Required work
Copy the entries below verbatim, omitting any pictures they contain.

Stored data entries

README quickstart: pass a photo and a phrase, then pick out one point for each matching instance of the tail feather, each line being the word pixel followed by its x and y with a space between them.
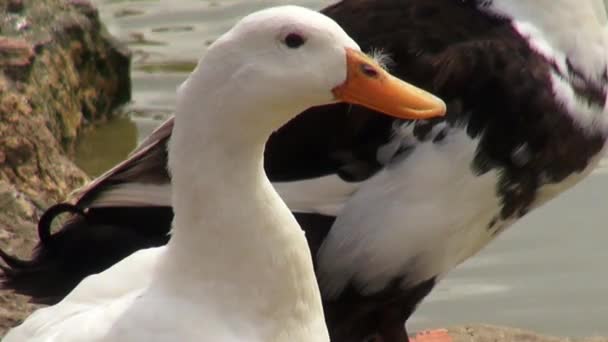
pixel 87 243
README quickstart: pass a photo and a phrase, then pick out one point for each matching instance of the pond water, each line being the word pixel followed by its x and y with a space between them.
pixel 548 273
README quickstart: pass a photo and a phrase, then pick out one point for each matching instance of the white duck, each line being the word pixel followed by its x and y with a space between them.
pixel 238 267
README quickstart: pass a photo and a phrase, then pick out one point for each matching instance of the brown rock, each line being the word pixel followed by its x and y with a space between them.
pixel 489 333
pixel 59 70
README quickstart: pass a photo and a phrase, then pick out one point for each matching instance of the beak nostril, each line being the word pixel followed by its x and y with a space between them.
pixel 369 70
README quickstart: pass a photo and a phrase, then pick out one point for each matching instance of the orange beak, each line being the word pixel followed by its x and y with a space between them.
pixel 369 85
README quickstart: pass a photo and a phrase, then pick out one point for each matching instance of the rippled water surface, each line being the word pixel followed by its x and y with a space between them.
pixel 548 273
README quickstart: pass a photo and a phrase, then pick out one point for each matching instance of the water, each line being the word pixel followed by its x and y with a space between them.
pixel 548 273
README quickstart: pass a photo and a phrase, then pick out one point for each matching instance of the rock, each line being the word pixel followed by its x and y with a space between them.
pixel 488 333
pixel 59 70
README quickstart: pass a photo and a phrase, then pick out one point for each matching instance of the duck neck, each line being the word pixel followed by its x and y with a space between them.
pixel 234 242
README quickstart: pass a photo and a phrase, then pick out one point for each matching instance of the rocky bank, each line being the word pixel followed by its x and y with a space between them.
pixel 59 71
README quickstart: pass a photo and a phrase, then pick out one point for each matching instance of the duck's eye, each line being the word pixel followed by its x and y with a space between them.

Worked solution
README quickstart: pass a photo and a phrase, then pick out one point for each matching instance of the tail feather, each line being the word pixel followed by its x and y with a space between them.
pixel 87 243
README quickstart: pass a photo and a phrase, then pick out one point for each matching instance of the pond water, each line being the word pixel followed by its x and y with a space between them.
pixel 548 273
README quickstart: pass a photo and a phrase, then pick out one point for each matching instance of the white duck, each line being the word pixel followed by its x and y with a space between them.
pixel 238 267
README quickstart: pass a photo and a phrase, then pick out one point for each matching instance of the brown rock, each line being the word pixel followed by its x and y with a space between them.
pixel 489 333
pixel 59 70
README quickstart: pass a photo and a phrase, then pick out one point for each matching instance of the beak nostril, each line being the word pixel followed by its x and y with a space between them.
pixel 369 70
README quickstart: pass a photo and a phrase, then pick out one point for each matching instance of the orange beak, each line being the word pixel followed by its x and y with a space between them.
pixel 369 85
README quickstart: pass a photo and a phrase, then pick out one point for each matching instance of the rippled water surface, each line being the word pixel followed by its x and y with a space between them.
pixel 548 273
README quickstart: pass a photo and a phrase, then pick out one point for each matching instance of the water, each line being the word pixel followed by its x and y with a space between them.
pixel 548 273
README quickstart: pass a photo and a phrase, then pick out one point for each matching instance of the rock, each line being the word pixel followed by its x and y with a space between them.
pixel 488 333
pixel 59 70
README quickstart: pass a photo and a phrase, then pick out one point for each matching instance of the duck neck, each line being the word pixel followed by its x and y with a space between them.
pixel 234 242
README quickstart: pass a photo and a phrase, then pick out one point for each matching instance of the rocky bank, each line being the word pixel followed by its x and y with a space between them.
pixel 59 71
README quickstart: pass a photo and a phrase, then pick out one point for each matching instance of the duck's eye, each line being the word pixel followed by its x and y with a space between them.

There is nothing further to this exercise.